▸ SOURCE TEXT:
_____
Lam, T., Yeoh, B. S. A., Somaiah, B. C., & Acedera, K. F. (2020). Doing family in “times of migration”: Care temporalities and gender politics in Southeast Asia. Annals of the American Association of Geographers, 1-17. doi:10.1080/24694452.2020.1723397.


Cite as: https://hdl.handle.net/21.11116/0000-0006-F06C-2
Abstract
The prevailing labor migration regime in Asia is underpinned by rotating-door principles of enforced transience, where low-wage migrant labor gains admission into host nation-states based on short-term, time- limited contracts and where family reunification and permanent settlement at destination are explicitly prohibited. In this context, we ask how migrant-sending families in Southeast Asian “source” countries— Indonesia and the Philippines—sustain family life in the long-term absence of one or both parents (often mothers). Through temporal concepts of rhythm, rupture, and reversal, we focus on how temporal modalities of care for left-behind children intersect with gendered power geometries in animating transnational family politics around care. First, by paying heed to the structuring effects of rhythm on social life, we show how routinized care rhythms built around mothers as caregivers have a normalizing and naturalizing effect on the conduct of social life and commonplace understanding of family well-being. Second, we explore the potential rupture to care rhythms triggered by the migration of mothers turned breadwinners and the extent to which gendered care regimes are either conserved, reconstituted, or disrupted in everyday patterns and practices of care. Third, we examine the circumstances under which gender role reversal becomes enduring, gains legitimacy among a range of poly care rhythms, or is quickly undone with the return migration of mothers in homecoming. The analysis is based primarily on research on Indonesian and Filipino rural households conducted in 2017 using paired life story interviews with children and their parental or nonparental adult caregivers.
_____
[Point labeling dataset excerpts]
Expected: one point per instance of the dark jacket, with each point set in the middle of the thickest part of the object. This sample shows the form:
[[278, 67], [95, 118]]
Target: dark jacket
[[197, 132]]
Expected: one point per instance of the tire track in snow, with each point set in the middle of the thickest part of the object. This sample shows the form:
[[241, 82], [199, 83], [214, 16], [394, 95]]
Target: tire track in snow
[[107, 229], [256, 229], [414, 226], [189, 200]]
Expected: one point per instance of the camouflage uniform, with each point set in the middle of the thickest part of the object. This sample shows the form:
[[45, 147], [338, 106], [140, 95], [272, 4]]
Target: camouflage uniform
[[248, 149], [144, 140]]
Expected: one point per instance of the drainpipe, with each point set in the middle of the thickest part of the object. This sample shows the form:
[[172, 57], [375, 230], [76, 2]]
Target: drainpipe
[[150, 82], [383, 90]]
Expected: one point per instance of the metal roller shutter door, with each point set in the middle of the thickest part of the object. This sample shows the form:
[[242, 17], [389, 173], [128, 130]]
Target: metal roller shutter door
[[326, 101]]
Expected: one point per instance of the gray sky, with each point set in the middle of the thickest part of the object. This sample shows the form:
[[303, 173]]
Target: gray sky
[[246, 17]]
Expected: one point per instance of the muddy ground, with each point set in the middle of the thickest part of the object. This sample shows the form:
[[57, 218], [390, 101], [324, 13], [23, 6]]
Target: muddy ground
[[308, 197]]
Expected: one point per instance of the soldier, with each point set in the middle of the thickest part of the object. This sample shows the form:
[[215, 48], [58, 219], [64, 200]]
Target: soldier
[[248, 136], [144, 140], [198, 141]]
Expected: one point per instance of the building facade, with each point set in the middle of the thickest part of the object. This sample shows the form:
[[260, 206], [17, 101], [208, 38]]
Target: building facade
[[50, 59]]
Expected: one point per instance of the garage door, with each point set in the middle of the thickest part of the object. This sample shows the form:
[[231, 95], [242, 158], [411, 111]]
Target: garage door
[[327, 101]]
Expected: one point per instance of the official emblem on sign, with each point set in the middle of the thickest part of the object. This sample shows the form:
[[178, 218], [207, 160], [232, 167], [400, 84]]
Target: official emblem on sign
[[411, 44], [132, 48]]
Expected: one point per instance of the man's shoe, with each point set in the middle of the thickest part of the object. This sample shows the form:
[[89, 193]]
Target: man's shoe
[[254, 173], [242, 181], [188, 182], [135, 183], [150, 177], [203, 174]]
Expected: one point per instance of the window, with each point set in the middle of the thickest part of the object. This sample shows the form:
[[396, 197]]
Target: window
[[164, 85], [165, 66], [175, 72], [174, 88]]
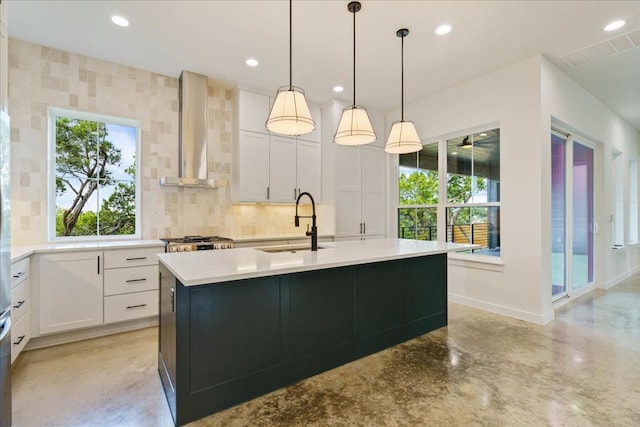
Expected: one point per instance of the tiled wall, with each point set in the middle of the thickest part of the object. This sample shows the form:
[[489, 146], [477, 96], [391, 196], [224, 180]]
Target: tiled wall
[[42, 77]]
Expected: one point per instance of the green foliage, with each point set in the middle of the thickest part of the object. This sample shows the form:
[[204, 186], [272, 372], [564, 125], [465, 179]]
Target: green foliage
[[83, 155], [118, 212], [420, 187]]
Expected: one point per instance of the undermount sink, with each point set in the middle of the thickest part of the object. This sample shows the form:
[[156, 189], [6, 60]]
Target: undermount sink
[[286, 248]]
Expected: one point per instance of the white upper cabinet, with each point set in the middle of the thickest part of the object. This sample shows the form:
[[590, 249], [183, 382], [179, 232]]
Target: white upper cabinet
[[271, 168], [4, 58], [253, 111], [250, 175], [282, 169], [308, 168], [316, 115]]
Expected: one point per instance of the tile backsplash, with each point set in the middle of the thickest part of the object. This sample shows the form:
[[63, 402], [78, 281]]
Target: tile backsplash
[[42, 77]]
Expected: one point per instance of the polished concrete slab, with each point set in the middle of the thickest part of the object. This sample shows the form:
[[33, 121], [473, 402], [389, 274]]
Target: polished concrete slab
[[582, 369]]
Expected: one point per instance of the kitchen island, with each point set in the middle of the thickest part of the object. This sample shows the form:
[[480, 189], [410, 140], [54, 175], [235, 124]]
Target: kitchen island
[[236, 324]]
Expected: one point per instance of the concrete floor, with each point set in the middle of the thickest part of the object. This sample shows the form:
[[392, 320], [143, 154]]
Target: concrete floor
[[581, 369]]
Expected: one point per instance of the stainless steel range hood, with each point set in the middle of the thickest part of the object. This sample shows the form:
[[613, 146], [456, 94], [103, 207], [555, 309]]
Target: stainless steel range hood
[[193, 122]]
_____
Please restate the stretch of the source text from "Lam, T., Yeoh, B." through "Geographers, 1-17. doi:10.1080/24694452.2020.1723397.", putting "family politics" in place of "gender politics".

Lam, T., Yeoh, B. S. A., Somaiah, B. C., & Acedera, K. F. (2020). Doing family in “times of migration”: Care temporalities and family politics in Southeast Asia. Annals of the American Association of Geographers, 1-17. doi:10.1080/24694452.2020.1723397.